Extracted text.
As you move through different phases of life – buying a house, starting a family, opening a business, retirement – the amount and kind of life insurance you need also changes. When you're young and need a lot of coverage to replace a loss of income for your family, term life insurance makes sense. However, as you accumulate wealth and need coverage that will last for your lifetime, permanent life insurance is the only option. (For more, see: Understanding Different Types of Life Insurance.)
Term life insurance premiums are based on many factors, including your age, sex, health, driving record, medications, occupation and family history. Interest rates, the financials of the insurance company and state regulation can also affect premiums.
For younger ages, term coverage is inexpensive and the premium can be guaranteed not to change for up to 30 years. Once the guaranteed period ends, the policy still remains in force, but changes to a one-year renewable term. The premium is then based on your attained age and increases every year. (For more, see: How Age Affects Life Insurance Rates.)
If you remain healthy, you may be able to find new coverage at a reasonable cost. However, if you have health or other issues (such as traveling to foreign countries), you may be rated (which increases the premium), or even deemed uninsurable and stuck with the increasing annual renewable term policy.
One way to avoid this problem is by making sure the term policy you purchase includes a conversion rider. The rider guarantees you the right to convert an in-force term policy to a permanent policy without going through underwriting or proving insurability. The key features of the rider are: (a) you maintain the original health rating from the term policy upon conversion, even if you later have health issues or become uninsurable, and (b) you decide when and how much of the coverage to convert. The premium for the new permanent policy will be based on your age at the time of conversion. For example, say you purchase $1 million in a 20-year term policy at age 29. At age 39, you decide to convert $250,000, then convert another $250,000 at age 49, and allow the remaining $500,000 of coverage to lapse. The premium for each of the $250,000 policies would be different based on ages 39 and 49.
While the premium for a term policy with a conversion rider may cost more than a policy without the rider, it is definitely worth the small additional cost. To remain competitive, insurance companies are always changing the policies they offer, so it’s impossible to know exactly what coverage will be available in the future when you elect to convert. Thus, it makes sense to buy a term policy from a larger company that offers a range of permanent products.

Work required. According to the life insurance article, what happens to a term policy once its guaranteed period ends? The material here has no connection to the life insurance article.

(Stored data entries)
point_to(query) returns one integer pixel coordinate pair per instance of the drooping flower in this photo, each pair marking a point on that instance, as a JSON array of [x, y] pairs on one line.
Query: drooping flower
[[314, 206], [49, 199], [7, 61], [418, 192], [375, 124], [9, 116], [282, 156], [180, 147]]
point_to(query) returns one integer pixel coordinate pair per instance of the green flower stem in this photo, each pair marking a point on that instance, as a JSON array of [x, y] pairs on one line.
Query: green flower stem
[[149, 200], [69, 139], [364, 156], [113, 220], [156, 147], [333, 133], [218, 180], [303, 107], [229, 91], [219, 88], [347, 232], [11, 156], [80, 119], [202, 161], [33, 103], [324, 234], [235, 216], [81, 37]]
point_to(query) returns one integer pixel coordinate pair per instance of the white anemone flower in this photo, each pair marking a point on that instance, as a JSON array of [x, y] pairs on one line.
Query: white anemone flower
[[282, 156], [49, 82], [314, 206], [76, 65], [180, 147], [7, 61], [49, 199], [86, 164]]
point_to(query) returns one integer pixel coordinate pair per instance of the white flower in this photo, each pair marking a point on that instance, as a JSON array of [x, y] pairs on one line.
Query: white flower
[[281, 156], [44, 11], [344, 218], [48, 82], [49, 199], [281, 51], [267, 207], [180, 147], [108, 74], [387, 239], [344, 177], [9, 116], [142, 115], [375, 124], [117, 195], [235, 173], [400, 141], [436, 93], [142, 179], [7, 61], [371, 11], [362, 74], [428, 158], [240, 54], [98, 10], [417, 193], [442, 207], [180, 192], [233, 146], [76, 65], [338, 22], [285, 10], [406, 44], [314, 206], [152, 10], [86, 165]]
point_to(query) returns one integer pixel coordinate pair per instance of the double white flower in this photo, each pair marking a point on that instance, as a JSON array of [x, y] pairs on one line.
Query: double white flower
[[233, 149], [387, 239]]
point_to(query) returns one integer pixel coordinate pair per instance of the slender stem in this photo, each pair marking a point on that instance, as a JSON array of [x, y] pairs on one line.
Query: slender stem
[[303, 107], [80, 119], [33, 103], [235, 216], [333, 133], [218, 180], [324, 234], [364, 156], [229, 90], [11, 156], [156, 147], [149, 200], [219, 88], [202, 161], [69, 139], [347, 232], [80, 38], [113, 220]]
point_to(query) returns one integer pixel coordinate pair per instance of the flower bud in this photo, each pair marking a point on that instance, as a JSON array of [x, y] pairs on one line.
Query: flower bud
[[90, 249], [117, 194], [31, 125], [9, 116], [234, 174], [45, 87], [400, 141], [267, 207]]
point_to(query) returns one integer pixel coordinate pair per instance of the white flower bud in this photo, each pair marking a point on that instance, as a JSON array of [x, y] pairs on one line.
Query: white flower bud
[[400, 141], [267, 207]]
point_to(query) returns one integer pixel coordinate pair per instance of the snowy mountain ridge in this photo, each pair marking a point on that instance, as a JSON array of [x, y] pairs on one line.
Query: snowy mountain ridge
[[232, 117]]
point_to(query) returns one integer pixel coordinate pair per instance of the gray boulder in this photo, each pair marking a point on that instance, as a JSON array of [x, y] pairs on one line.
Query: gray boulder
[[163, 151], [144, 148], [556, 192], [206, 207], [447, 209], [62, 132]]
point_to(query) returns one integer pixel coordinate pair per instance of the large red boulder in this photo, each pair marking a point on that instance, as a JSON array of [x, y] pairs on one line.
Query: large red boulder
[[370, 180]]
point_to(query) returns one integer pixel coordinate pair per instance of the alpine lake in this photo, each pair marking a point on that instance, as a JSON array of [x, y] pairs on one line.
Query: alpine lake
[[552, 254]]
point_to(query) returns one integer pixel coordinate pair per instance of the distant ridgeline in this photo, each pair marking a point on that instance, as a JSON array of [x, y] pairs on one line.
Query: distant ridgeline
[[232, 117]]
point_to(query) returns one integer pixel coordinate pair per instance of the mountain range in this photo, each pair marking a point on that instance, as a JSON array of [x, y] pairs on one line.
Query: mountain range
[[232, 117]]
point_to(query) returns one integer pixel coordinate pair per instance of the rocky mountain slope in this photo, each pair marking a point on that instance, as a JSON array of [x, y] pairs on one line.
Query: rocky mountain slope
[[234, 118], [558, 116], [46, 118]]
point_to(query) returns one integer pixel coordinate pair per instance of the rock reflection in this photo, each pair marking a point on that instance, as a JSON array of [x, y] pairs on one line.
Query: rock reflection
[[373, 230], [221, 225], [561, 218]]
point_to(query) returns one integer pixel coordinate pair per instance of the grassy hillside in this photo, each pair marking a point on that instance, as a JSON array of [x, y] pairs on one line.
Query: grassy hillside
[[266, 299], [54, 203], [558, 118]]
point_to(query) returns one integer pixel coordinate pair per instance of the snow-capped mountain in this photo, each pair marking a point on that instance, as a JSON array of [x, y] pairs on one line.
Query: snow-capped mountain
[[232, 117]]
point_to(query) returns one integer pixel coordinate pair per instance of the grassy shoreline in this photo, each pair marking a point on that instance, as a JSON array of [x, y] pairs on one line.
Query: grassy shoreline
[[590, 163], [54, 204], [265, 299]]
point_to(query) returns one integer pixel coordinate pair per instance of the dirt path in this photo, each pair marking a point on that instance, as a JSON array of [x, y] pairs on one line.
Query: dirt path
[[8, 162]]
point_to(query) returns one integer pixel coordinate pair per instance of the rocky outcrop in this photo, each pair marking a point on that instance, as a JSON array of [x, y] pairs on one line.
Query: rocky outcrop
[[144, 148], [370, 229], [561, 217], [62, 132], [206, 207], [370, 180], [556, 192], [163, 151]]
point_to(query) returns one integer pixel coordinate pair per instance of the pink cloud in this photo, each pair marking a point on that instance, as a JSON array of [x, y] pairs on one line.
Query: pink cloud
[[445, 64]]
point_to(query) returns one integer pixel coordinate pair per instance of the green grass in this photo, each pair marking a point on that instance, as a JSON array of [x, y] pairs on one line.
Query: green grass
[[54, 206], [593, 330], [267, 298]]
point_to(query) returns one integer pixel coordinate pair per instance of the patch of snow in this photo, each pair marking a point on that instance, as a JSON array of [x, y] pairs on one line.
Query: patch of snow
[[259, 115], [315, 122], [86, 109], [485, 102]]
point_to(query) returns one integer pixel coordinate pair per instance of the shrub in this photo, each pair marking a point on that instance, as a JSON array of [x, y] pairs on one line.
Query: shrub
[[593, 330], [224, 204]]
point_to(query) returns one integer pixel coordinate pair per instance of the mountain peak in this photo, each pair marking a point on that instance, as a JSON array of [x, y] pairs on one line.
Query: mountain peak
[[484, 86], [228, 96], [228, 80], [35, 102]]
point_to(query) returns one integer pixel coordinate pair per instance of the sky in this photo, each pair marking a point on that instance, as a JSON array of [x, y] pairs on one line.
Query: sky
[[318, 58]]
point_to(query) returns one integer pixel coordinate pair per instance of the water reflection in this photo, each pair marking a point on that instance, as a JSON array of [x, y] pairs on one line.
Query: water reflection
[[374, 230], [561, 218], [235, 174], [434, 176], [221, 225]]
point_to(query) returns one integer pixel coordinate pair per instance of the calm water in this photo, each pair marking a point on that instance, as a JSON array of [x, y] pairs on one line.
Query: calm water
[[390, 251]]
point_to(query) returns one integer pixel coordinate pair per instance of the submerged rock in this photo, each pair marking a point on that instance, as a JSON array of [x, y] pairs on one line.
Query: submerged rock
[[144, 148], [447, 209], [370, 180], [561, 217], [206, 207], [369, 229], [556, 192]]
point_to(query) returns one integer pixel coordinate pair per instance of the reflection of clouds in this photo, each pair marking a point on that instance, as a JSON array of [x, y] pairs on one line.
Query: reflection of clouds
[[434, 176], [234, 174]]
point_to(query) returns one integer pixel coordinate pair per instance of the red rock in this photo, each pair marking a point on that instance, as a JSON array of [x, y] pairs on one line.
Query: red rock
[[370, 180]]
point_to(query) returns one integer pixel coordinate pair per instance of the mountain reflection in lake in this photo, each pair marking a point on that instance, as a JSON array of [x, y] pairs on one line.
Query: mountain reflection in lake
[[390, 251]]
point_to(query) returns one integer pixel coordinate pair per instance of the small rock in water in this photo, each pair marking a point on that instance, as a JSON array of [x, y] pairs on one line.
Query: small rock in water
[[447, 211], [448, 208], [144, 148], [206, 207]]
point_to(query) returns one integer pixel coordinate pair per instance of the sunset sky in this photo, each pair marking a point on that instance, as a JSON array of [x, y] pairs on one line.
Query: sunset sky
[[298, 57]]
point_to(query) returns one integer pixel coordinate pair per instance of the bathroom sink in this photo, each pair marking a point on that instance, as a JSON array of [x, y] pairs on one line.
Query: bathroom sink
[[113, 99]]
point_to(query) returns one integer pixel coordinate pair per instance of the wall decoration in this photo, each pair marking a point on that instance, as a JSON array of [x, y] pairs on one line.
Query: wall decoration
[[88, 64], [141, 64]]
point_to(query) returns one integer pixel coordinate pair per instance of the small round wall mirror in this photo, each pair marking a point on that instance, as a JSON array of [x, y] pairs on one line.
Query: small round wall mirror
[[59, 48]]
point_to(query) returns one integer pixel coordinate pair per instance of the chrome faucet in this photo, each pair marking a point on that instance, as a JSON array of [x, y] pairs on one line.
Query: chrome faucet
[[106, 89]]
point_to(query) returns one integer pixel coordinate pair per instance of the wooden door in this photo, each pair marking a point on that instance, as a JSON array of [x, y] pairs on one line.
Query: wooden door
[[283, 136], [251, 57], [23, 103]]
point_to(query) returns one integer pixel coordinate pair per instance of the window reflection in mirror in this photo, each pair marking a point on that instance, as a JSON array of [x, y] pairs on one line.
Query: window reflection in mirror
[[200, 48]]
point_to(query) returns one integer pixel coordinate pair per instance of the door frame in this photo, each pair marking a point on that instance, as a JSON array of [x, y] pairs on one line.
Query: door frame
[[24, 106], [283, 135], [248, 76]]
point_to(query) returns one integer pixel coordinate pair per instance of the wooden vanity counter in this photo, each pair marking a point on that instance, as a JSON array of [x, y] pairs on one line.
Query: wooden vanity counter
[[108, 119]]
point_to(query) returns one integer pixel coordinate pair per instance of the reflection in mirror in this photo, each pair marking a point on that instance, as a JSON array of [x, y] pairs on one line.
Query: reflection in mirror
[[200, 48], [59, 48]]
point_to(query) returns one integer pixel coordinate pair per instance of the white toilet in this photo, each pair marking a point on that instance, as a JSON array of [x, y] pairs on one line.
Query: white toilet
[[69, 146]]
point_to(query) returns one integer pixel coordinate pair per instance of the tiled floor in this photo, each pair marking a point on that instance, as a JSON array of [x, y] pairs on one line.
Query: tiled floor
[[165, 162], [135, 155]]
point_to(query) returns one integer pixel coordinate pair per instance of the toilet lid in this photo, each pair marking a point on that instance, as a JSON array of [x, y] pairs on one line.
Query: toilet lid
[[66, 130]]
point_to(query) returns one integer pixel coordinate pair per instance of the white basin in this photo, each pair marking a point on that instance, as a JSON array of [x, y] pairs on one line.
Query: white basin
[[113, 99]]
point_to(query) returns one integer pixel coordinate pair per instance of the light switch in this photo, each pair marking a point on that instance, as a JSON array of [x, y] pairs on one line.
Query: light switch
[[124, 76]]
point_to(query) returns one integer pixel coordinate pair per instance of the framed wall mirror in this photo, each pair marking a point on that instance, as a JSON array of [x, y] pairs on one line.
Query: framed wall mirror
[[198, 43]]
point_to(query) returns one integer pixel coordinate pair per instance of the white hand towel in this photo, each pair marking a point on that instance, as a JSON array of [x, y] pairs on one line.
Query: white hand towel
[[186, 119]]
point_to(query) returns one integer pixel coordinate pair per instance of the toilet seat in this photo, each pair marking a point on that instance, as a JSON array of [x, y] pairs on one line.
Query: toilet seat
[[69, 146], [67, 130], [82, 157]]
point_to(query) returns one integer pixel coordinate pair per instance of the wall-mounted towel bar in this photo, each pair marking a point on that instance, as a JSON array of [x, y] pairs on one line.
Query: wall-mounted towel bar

Solution for this problem. It remains in force but changes to a one-year renewable term.